TASK DESCRIPTION — Rewrite the following lines with "Find" substituted for every "Locate", leaving everything else unchanged.

RECORDS FOR THE TASK —
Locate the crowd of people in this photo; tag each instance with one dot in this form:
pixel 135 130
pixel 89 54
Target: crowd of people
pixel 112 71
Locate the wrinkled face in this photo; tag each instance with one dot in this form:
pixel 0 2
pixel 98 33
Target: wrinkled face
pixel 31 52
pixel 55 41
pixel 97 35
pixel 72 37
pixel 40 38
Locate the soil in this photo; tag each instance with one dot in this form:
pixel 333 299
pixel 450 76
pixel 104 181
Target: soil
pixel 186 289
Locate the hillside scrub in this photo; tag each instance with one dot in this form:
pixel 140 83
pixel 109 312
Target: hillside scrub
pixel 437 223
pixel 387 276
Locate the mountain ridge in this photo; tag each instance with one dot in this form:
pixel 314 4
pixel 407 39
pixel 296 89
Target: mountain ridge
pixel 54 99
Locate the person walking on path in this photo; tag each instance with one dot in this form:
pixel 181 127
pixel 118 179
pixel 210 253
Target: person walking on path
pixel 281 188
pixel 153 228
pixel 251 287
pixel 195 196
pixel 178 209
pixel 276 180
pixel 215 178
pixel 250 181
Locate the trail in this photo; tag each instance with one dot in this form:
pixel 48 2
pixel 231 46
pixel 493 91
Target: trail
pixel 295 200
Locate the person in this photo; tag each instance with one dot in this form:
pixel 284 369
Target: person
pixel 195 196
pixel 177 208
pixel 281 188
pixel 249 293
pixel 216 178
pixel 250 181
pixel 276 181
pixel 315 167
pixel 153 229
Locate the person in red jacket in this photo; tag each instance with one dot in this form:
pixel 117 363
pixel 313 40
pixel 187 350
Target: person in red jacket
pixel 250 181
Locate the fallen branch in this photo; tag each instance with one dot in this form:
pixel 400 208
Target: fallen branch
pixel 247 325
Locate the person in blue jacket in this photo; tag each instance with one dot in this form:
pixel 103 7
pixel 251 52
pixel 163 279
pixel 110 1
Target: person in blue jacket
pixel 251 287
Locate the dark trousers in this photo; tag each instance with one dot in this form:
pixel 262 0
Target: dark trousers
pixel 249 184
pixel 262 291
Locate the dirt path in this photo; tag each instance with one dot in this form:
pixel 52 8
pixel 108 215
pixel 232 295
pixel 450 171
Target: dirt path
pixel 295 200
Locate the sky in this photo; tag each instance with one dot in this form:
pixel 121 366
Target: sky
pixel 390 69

ANSWER FOR THE TASK —
Find the crowd of people in this photo; tag each instance with one dot in this form:
pixel 135 130
pixel 89 54
Target: crowd of people
pixel 112 71
Find the wrinkled face in this photo; tag each instance with one dot in this form:
pixel 0 2
pixel 98 33
Target: wrinkled face
pixel 31 52
pixel 55 41
pixel 97 35
pixel 72 37
pixel 40 38
Find the soil in this photo; tag each instance with one dot in this form:
pixel 333 299
pixel 450 76
pixel 104 181
Target: soil
pixel 186 289
Find the hillside scrub in this photo; tag each instance with one dot in this form:
pixel 140 83
pixel 109 312
Target: hillside scrub
pixel 437 223
pixel 387 276
Find the mountain ridge in this photo; tag each instance with one dot in this form:
pixel 314 4
pixel 407 39
pixel 296 89
Target: mountain ridge
pixel 54 99
Find the person walking on path in this photo; tag each instance with one dot in this form:
pixel 181 127
pixel 118 179
pixel 210 253
Target: person walking on path
pixel 281 188
pixel 153 228
pixel 251 287
pixel 195 196
pixel 178 209
pixel 276 180
pixel 215 178
pixel 250 181
Find the trail in this photo; tag each instance with one dot in this form:
pixel 48 2
pixel 231 46
pixel 493 91
Target: trail
pixel 295 200
Find the person in this photo; tag each instance with one dot in this form:
pixel 284 369
Target: person
pixel 195 196
pixel 177 208
pixel 281 188
pixel 249 293
pixel 216 178
pixel 250 181
pixel 276 181
pixel 315 167
pixel 153 229
Find the person in red jacket in this photo; tag each instance with one dot in this form:
pixel 117 363
pixel 313 40
pixel 187 350
Target: person in red jacket
pixel 250 181
Find the fallen branch in this photo; tag each instance with one dot in this form:
pixel 400 208
Target: fallen branch
pixel 247 325
Find the person in blue jacket in this photo; tag each instance with one dot in this form:
pixel 103 7
pixel 251 52
pixel 163 279
pixel 110 1
Target: person in blue jacket
pixel 251 287
Find the dark trousers in this photo; tag each instance with one dot in this form:
pixel 262 0
Target: dark trousers
pixel 249 184
pixel 262 291
Find the dirt path in this photo; tag each instance with one dot in this form:
pixel 52 8
pixel 108 215
pixel 232 295
pixel 450 171
Target: dirt path
pixel 295 200
Find the sky in this photo; tag each instance with one dot in this form:
pixel 121 366
Target: sky
pixel 390 69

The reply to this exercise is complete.